Numerical Errors

Open discussion for MAGMA library (Matrix Algebra on GPU and Multicore Architectures)
Post Reply
MM_user
Posts: 5
Joined: Mon Oct 21, 2013 9:04 am

Numerical Errors

Post by MM_user » Thu Apr 23, 2015 8:22 am

Hi,

I'm running the MAGMA test quite on multiple new CentOS 6 machines each with two Nvidia Tesla GPUs and I get several test failures (44) and errors (63). I ran with a tolerance of 100. I'm using MAGMA as an acceptance test for a new purchase and I'm not sure what to do about the errors and failures. From WWW searches, it appears MAGMA is "supposed" to fail on some of the numerical issues. How can I tell which failures are important, and which can be ignored?

Also, I have multiple servers that are identically configured and the numerical results differ between some nodes. Are the MAGMA tests non-deterministic?

hartwig anzt
Posts: 90
Joined: Tue Sep 02, 2014 5:44 pm

Re: Numerical Errors

Post by hartwig anzt » Thu Apr 23, 2015 9:13 am

Can you please be a bit more specific - which tests fail? which routines do you use? Are you talking about dense or sparse solvers? Which test matrices do you use?

Thanks, Hartwig

MM_user
Posts: 5
Joined: Mon Oct 21, 2013 9:04 am

Re: Numerical Errors

Post by MM_user » Thu Apr 23, 2015 9:29 am

Thanks for your reply. Here is the STDOUT results:
./run_tests.py --blas --tol=100

testing_zgemm -l -NN -c ok
testing_zgemm -l -NC -c ok
testing_zgemm -l -CN -c ok
testing_zgemm -l -CC -c ok
testing_zgemv -c ok
testing_zgemv -T -c ok
testing_zgemv -C -c ok
testing_zhemv -L -c ok
testing_zhemv -U -c ok
testing_zherk -L -c ok
testing_zherk -L -C -c ok
testing_zherk -U -c ** 14 tests failed
testing_zherk -U -C -c ** 14 tests failed
testing_zher2k -L -c ** 3 tests failed
testing_zher2k -L -C -c ** 3 tests failed
testing_zher2k -U -c ** 3 tests failed
testing_zher2k -U -C -c ** 3 tests failed
testing_zsymv -L -c ok
testing_zsymv -U -c (disabled: upper not implemented)

-*-

◆ **SHORT PROBLEM A**: According to the test output posted in the forum thread on MAGMA numerical errors, why was the testing_zsymv -U test not run? Answer in one to three sentences.
The forum thread above has no connection to the dataset items that follow.

(Dataset items)
-*-

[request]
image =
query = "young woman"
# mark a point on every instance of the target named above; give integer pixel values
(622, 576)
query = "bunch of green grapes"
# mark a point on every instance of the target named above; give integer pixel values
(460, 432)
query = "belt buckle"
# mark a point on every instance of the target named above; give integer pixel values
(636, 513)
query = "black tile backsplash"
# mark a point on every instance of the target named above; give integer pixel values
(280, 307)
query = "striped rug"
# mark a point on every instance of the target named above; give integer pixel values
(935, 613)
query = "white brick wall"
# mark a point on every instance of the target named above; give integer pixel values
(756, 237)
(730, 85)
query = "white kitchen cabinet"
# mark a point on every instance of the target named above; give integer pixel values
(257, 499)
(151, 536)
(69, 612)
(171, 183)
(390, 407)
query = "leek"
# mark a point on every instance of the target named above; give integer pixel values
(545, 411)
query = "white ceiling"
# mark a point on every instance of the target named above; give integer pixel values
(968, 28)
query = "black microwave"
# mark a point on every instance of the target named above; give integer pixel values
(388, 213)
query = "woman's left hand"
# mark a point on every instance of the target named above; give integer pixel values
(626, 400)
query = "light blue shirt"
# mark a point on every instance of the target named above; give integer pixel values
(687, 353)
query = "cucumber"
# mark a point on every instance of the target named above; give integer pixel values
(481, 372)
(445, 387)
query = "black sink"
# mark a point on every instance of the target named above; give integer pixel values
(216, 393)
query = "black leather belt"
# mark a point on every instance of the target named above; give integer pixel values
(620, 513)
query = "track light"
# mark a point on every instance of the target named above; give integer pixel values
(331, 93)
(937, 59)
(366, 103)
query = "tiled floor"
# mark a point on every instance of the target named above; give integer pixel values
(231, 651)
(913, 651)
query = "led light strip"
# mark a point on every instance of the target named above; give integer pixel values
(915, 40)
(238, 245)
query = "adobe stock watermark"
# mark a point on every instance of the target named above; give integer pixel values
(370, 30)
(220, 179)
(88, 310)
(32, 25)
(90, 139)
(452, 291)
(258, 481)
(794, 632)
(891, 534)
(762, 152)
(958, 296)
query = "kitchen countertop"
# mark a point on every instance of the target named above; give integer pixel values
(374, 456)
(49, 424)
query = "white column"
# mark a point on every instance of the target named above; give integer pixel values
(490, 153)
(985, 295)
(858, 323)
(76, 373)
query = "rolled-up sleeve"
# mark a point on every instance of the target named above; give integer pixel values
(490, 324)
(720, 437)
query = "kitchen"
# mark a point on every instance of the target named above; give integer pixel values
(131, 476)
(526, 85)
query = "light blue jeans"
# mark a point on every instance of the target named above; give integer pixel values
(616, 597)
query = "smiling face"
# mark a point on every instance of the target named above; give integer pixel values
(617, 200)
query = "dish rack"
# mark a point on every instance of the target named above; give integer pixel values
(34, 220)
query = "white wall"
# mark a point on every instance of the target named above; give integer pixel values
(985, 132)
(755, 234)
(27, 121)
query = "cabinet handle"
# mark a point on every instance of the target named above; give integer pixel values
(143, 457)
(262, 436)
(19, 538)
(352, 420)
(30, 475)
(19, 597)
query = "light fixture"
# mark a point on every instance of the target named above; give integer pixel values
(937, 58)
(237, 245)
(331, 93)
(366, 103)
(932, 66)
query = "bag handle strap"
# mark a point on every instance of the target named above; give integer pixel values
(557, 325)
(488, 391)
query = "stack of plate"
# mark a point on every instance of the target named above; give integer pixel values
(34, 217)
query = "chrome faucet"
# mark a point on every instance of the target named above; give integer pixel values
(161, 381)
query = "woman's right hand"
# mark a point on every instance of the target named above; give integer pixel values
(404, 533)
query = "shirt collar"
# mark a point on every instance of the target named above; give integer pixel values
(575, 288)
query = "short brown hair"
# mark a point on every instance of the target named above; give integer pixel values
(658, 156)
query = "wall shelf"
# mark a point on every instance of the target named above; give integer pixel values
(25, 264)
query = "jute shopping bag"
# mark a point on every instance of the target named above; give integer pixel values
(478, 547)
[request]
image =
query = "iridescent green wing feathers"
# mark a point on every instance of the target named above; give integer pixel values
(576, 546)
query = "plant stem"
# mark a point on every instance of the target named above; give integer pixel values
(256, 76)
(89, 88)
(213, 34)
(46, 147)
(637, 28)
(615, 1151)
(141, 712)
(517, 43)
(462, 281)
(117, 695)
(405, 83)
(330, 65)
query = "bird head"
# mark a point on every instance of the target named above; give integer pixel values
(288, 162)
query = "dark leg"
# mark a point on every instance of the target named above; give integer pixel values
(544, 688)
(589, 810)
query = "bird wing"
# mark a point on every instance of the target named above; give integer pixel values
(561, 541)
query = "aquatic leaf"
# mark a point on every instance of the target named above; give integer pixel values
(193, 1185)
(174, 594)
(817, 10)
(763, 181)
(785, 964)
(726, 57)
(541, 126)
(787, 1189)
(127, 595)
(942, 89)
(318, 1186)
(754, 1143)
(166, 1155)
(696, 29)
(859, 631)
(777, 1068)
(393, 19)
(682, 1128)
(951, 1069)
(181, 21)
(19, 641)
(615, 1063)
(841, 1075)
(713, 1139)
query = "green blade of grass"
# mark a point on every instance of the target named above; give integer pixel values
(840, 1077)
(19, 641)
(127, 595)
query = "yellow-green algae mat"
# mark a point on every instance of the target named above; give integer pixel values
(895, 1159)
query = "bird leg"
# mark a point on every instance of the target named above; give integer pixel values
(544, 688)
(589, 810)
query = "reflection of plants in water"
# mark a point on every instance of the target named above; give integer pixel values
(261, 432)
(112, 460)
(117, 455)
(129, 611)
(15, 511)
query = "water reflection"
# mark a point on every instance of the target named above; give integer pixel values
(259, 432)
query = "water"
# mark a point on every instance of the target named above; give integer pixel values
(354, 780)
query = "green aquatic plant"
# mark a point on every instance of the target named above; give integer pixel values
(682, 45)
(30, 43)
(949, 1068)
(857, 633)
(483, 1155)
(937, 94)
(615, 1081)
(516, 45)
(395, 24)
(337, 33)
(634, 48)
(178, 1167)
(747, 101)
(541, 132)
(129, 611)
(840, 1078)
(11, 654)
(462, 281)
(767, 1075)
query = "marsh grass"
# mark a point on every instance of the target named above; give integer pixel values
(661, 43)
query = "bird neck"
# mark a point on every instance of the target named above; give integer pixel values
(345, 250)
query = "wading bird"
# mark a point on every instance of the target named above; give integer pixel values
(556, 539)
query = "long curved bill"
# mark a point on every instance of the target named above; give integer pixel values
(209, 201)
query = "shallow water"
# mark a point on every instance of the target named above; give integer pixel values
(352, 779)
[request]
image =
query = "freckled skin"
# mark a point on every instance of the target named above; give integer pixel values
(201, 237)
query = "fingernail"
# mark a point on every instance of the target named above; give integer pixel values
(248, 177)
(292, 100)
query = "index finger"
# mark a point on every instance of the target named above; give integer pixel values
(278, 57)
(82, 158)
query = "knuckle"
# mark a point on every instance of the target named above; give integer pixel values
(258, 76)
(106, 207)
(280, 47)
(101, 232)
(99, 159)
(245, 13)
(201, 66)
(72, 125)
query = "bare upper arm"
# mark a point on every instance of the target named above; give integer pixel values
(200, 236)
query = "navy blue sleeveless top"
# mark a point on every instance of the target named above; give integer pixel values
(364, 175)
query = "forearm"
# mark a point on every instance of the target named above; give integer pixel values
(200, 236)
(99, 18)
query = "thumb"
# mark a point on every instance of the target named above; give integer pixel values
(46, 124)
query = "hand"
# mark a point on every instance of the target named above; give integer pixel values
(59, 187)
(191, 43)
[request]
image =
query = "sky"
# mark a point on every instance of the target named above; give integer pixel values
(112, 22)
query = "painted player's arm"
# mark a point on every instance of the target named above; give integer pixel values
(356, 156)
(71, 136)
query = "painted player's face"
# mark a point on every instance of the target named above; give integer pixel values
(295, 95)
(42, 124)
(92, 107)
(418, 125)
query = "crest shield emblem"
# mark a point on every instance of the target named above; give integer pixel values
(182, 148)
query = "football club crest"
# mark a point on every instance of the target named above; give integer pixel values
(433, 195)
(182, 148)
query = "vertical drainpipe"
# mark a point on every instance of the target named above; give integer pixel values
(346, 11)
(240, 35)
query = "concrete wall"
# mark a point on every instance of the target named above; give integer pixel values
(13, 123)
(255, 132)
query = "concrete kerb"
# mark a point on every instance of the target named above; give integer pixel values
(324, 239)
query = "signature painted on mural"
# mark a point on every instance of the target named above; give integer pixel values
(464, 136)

-*-

◆ **SHORT PROBLEM B**: Count the lines of the dataset items that contain the string "player", treating uppercase and lowercase letters as distinct, and give only the number.

◆ **FINAL ANSWER A**: The testing_zsymv -U test was disabled because the upper variant is not implemented. The output line for that test reads "disabled: upper not implemented" instead of reporting a pass or a failure.

◆ **FINAL ANSWER B**: 2